##### RECORDS PROVIDED #####

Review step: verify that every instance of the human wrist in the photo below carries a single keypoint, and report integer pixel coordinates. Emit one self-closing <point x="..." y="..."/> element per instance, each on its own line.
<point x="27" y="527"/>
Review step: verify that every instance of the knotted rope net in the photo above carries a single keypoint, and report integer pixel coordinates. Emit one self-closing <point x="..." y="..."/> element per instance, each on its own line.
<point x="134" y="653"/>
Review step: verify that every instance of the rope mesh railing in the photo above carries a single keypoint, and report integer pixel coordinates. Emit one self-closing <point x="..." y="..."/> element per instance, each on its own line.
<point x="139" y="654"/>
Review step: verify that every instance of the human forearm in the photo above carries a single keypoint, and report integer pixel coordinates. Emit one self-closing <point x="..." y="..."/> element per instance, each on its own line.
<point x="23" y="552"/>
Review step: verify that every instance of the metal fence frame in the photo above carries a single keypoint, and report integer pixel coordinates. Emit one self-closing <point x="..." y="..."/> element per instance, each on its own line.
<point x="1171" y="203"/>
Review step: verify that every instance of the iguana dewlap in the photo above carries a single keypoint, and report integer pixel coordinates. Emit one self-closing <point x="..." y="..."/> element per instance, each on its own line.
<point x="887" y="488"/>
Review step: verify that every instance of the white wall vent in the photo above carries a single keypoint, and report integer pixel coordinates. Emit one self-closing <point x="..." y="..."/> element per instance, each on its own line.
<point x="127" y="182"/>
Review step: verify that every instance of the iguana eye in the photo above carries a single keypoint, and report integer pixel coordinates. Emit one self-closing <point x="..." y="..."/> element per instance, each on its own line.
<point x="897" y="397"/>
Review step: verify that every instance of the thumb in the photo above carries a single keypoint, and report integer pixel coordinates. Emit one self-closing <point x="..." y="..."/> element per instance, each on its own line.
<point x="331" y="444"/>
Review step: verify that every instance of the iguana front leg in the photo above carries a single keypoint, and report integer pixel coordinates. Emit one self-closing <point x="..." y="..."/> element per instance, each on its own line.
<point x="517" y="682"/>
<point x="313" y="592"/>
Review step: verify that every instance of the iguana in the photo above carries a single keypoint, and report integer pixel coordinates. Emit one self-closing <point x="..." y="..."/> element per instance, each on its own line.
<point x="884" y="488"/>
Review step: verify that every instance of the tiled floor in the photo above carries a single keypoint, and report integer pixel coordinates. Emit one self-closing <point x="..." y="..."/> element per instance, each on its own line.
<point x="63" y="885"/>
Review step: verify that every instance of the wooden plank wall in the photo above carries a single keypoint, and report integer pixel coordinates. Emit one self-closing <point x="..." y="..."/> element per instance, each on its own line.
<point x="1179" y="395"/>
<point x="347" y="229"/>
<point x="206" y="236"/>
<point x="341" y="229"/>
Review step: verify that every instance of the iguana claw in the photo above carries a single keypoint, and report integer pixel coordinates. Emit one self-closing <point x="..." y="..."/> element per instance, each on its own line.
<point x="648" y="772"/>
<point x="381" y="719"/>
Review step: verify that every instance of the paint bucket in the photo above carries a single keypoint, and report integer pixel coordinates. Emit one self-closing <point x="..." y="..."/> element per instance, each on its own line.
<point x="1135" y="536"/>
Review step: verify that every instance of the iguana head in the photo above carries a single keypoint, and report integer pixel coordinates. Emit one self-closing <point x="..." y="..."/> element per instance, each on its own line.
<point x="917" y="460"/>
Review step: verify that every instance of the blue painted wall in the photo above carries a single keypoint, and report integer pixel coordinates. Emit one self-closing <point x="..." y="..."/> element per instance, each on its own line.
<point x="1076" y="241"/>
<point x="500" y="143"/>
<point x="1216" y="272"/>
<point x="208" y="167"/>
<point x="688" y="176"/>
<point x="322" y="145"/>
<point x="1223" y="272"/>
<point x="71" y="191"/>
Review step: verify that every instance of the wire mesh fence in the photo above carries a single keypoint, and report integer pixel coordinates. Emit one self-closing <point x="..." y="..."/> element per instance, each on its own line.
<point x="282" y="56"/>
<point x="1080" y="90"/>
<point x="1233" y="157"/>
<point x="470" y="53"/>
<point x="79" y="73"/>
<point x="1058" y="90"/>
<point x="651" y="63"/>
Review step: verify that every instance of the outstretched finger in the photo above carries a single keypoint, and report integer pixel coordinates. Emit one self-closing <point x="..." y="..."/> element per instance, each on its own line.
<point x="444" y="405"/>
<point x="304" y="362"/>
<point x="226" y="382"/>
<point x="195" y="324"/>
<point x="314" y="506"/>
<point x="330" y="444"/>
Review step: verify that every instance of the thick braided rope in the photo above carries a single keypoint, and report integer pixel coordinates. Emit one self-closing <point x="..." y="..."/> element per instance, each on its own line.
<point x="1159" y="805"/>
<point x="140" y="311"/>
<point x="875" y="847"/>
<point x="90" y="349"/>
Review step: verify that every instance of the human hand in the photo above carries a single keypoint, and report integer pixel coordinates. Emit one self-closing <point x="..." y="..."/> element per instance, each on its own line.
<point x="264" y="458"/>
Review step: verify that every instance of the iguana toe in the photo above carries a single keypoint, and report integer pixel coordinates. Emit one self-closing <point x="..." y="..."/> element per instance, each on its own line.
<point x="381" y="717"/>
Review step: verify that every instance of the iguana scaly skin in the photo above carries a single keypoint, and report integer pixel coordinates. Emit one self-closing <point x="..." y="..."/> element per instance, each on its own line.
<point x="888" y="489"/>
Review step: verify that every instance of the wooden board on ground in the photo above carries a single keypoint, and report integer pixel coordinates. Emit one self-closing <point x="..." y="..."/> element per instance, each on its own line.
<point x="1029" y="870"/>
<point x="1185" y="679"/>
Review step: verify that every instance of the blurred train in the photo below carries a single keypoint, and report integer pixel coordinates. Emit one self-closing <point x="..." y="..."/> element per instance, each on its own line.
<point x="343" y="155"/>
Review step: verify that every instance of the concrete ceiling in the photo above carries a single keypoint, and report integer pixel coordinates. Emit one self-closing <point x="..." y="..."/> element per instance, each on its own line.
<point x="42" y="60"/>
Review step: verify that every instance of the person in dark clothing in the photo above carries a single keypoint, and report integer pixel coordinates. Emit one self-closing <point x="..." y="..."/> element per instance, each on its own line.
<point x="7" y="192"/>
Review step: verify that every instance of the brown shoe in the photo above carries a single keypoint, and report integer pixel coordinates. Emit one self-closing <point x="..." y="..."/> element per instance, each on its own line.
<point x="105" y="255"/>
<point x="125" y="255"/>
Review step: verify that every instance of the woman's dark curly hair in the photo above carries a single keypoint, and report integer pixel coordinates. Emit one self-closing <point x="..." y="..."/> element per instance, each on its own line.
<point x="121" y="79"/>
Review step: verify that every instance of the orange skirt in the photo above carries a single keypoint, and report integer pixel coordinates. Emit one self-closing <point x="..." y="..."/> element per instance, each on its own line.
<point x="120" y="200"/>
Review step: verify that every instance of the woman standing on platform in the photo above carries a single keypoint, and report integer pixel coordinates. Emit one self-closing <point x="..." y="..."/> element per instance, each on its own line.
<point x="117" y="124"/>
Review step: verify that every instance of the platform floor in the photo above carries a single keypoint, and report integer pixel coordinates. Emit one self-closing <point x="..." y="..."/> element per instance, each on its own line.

#####

**WHAT YOU SHOULD DO:** Give back the data above exactly as it appears.

**REPLY:**
Review step: verify that every instance of the human wrist in the photo below carries a single keypoint, and report integer pixel coordinates. Emit one self-closing <point x="..." y="..."/> element per instance, each on its own line.
<point x="27" y="527"/>
Review step: verify that every instance of the knotted rope net in the photo above carries a single keypoint, and report integer pixel coordinates. Emit one self-closing <point x="..." y="..."/> element per instance, each on its own line.
<point x="134" y="653"/>
Review step: verify that every instance of the rope mesh railing in the photo above carries a single keypoint, and report integer pixel coordinates. Emit one self-closing <point x="..." y="..."/> element per instance, each on its own line.
<point x="139" y="654"/>
Review step: verify that every instance of the human forearm in the photo above carries a single keypoint, and report integer pixel coordinates. Emit one self-closing <point x="..." y="..."/> element per instance, each on its own line.
<point x="23" y="552"/>
Review step: verify that every instance of the metal fence frame in the photo above carries a single keypoint, and report integer pixel coordinates. Emit one self-closing <point x="..." y="..."/> element per instance, each on its own line.
<point x="1171" y="203"/>
Review step: verify that every instance of the iguana dewlap in the photo above carries a single keypoint, and report integer pixel coordinates. Emit one self-closing <point x="..." y="..."/> element per instance, each on its own line.
<point x="887" y="488"/>
Review step: verify that every instance of the white wall vent in the photo above carries a single keypoint, and report integer pixel coordinates. Emit one self-closing <point x="..." y="..."/> element per instance, each on its own line.
<point x="127" y="182"/>
Review step: verify that every instance of the iguana eye in the photo above carries a single keypoint, and report integer pixel coordinates. Emit one self-closing <point x="..." y="..."/> element per instance, each on its own line.
<point x="897" y="397"/>
Review step: verify that every instance of the thumb in the photo above carries a single keypoint, and report integer pixel coordinates. Emit one self-closing <point x="..." y="..."/> element per instance, each on its own line.
<point x="331" y="444"/>
Review step: verify that every instance of the iguana front leg in the photo above carries a single keypoint, and report integer pixel coordinates. Emit one self-closing <point x="..." y="..."/> element per instance, each on its own line.
<point x="517" y="682"/>
<point x="313" y="592"/>
Review step: verify that every instance of the iguana in the photo above carries a single keypoint, and report integer pixel coordinates. Emit one self-closing <point x="..." y="..."/> element per instance, each on its own line.
<point x="884" y="488"/>
Review step: verify that every instance of the tiled floor in the photo above carries a single keypoint, and report integer pixel coordinates. Emit one self-closing <point x="..." y="..."/> element per instance, each on its own line.
<point x="63" y="885"/>
Review step: verify that every instance of the wooden plank wall in the photo above carries a single keypoint, and report integer pixel coordinates. Emit one self-closing <point x="..." y="..."/> element per instance, each on its own line.
<point x="1179" y="395"/>
<point x="347" y="229"/>
<point x="206" y="236"/>
<point x="341" y="229"/>
Review step: verify that every instance of the iguana claw in the photo above carries a single keypoint, and report integer pixel coordinates. Emit one self-closing <point x="..." y="..."/> element per instance, each on its own line.
<point x="648" y="772"/>
<point x="381" y="719"/>
Review step: verify that every instance of the paint bucket in the photo above carries a single keypoint, and report integer pixel coordinates. Emit one self-closing <point x="..." y="..."/> element per instance, each on its own line.
<point x="1135" y="536"/>
Review step: verify that every instance of the iguana head in the photo above carries a single keypoint, and report integer pixel coordinates. Emit one self-closing <point x="..." y="..."/> element per instance, each on its own line.
<point x="917" y="460"/>
Review step: verify that every instance of the blue painted wall in the photo above carries a single keypoint, and report integer pixel coordinates. Emit one self-closing <point x="..." y="..."/> element per instance, each on its own line.
<point x="1076" y="241"/>
<point x="500" y="143"/>
<point x="1216" y="272"/>
<point x="208" y="167"/>
<point x="688" y="176"/>
<point x="322" y="145"/>
<point x="1223" y="272"/>
<point x="71" y="191"/>
Review step: verify that every instance of the wire mesh fence in the photo above carries a single keypoint, and report integer pixel coordinates. Emit one self-closing <point x="..." y="..."/> element per instance, each on its own line.
<point x="282" y="56"/>
<point x="1080" y="90"/>
<point x="1233" y="157"/>
<point x="470" y="53"/>
<point x="79" y="73"/>
<point x="1058" y="90"/>
<point x="651" y="63"/>
Review step: verify that every instance of the outstretched finger in the photo above carries a single keypoint, and report integer pixel coordinates. Emit one self-closing <point x="..." y="..."/> element per instance, each on its own line.
<point x="444" y="405"/>
<point x="304" y="362"/>
<point x="226" y="382"/>
<point x="195" y="324"/>
<point x="314" y="506"/>
<point x="330" y="444"/>
Review step: verify that every instance of the thick braided rope in the photo above carries a single keypoint, and report integer pixel coordinates. Emit one self-closing <point x="..." y="..."/> element per instance, each on its own line.
<point x="1159" y="805"/>
<point x="140" y="311"/>
<point x="875" y="847"/>
<point x="90" y="349"/>
Review step: verify that every instance of the human hand in the photo above carries a single keypoint, and report integer pixel coordinates. Emit one self-closing <point x="..." y="..."/> element per instance, each on its own line.
<point x="264" y="458"/>
Review step: verify that every instance of the iguana toe in the photo above carries a single keypoint, and report integer pixel coordinates. Emit one self-closing <point x="..." y="..."/> element per instance, each on its own line.
<point x="381" y="717"/>
Review step: verify that every instance of the iguana scaly skin in the photo above carries a single keypoint, and report integer pixel coordinates. Emit one self-closing <point x="..." y="..."/> element per instance, each on its own line.
<point x="888" y="489"/>
Review step: verify that every instance of the wooden board on ground in the photo above carries a single keypoint, and report integer pixel coordinates. Emit one self-closing <point x="..." y="..."/> element per instance, each on its own line.
<point x="1029" y="870"/>
<point x="1185" y="679"/>
Review step: verify that every instance of the blurred train in the photo below carries a single keypoint, and report integer pixel coordinates. Emit one self-closing <point x="..." y="..."/> element per instance, each on its own line.
<point x="343" y="155"/>
Review step: verify that every instance of the concrete ceiling in the photo above carries a single keypoint, and report integer pixel coordinates. Emit one self-closing <point x="..." y="..."/> element per instance, each on its own line.
<point x="42" y="60"/>
Review step: verify that every instance of the person in dark clothing in the photo above carries a single keypoint, and report integer pixel coordinates. Emit one self-closing <point x="..." y="..."/> element per instance, each on its own line.
<point x="7" y="192"/>
Review step: verify that every instance of the brown shoe in the photo above carries a single keypoint, and report integer pixel coordinates. Emit one self-closing <point x="..." y="..."/> element per instance, each on its own line.
<point x="105" y="255"/>
<point x="125" y="255"/>
Review step: verify that every instance of the woman's dark curly hair in the photo above carries a single keypoint, and report integer pixel coordinates. Emit one self-closing <point x="..." y="..."/> element per instance, each on its own line.
<point x="121" y="79"/>
Review step: verify that every instance of the orange skirt in the photo above carries a single keypoint, and report integer pixel coordinates. Emit one self-closing <point x="..." y="..."/> element per instance, each on its own line.
<point x="120" y="200"/>
Review step: verify that every instance of the woman standing on platform in the photo above carries a single keypoint, and report integer pixel coordinates. Emit one self-closing <point x="..." y="..."/> element per instance, each on its own line.
<point x="117" y="124"/>
Review step: verify that every instance of the platform floor in the photo above carries a single keypoint, and report integer pixel coordinates. Emit one self-closing <point x="..." y="..."/> element per instance, each on its own line.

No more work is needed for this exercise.